>>>>>

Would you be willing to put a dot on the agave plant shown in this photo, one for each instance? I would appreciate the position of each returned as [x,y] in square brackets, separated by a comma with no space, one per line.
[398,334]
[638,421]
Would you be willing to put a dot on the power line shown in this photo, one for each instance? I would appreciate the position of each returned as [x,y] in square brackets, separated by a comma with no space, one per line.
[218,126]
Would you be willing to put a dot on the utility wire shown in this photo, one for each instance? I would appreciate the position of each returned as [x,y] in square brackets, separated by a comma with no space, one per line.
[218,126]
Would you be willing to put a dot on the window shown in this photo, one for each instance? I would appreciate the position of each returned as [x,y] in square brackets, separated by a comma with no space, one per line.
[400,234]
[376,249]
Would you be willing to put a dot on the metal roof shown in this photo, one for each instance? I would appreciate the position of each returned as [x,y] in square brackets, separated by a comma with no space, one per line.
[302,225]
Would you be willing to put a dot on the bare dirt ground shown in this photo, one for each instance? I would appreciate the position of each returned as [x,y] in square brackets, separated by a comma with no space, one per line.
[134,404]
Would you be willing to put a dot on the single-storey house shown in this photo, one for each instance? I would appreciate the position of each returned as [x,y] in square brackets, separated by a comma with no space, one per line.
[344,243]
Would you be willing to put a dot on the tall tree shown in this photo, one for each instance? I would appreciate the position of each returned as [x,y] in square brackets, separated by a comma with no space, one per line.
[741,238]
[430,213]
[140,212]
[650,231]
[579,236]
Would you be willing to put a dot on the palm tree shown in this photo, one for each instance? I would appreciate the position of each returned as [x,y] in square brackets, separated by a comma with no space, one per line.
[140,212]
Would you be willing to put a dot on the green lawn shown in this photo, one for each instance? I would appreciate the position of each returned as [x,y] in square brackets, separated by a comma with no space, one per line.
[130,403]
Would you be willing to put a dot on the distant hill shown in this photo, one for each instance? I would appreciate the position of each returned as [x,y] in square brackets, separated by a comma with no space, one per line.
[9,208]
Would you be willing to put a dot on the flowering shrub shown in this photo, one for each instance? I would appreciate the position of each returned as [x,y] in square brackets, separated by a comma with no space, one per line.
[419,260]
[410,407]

<<<<<

- ACTIVITY: Could you retype the whole listing above without altering a word?

- TASK SOLUTION:
Would you be willing to put a dot on the agave plant shown in this photo, one for each instance? I would appreciate the position of each returned as [x,y] in square brackets, separated by a comma with no space, one per line.
[398,334]
[638,421]
Would you be willing to put a dot on the power line shown in this photo, one for each instance? I would appreciate the position of each returned as [x,y] in square brackets, separated by a comma with no space, one per line.
[218,126]
Would you be willing to put a dot on the utility wire shown in this photo, one for each instance? I would appreciate the position of each returned as [x,y] in square brackets, separated by a comma with no space, one per line.
[218,126]
Would you be willing to put a dot on the window shown in this photo, one for each instance? I would appreciate the position of each returned as [x,y] in square brackets, separated by a comma with no space, one per line.
[400,234]
[376,249]
Would you be willing to put a dot on the metal roof shown in this photo, one for each instance? I would appreciate the position of each returned as [x,y] in square brackets, separated by a comma with no space, one per line.
[302,225]
Would you be willing to put a dot on the bare dirt ground shown in this photo, one for each instance? I would appreciate the position of each returned as [x,y] in square brackets, separated by a comma with no space, one per line.
[134,404]
Would you be willing to put a dot on the single-storey house shown in this photo, one for each instance? I would appreciate the position of each returned as [x,y] in square brackets, separated by a comma with no space, one per line.
[344,243]
Would you be willing to put a dot on the tall tree shown in this photo, one for each instance? I would appreciate the position of each returned as [x,y] in square brackets, separated by a comma with no space, one per line.
[741,238]
[430,213]
[140,212]
[650,231]
[579,236]
Would you be willing to put a dot on the palm tree shown in this photo, one for each instance? I would appreciate the position of each returned as [x,y] in square brackets, separated by a comma with no space, one per line.
[140,212]
Would you be willing to put a dot on the green lawn shown in this photo, one for each instance? I would appreciate the position of each returned as [x,y] in square brackets, separated by a comma with no space, one per line.
[130,403]
Would you be willing to put a dot on the distant hill shown in this photo, one for each instance? I would appreciate the position of each returned as [x,y] in square brackets, separated by a comma with no space, one per line.
[9,208]
Would you be willing to put a dot on the flowering shrub shown in this photo, one for each instance? I would appreciate the position of each returned as [x,y] in square brackets, separated by a comma with no space, one per line.
[419,260]
[410,407]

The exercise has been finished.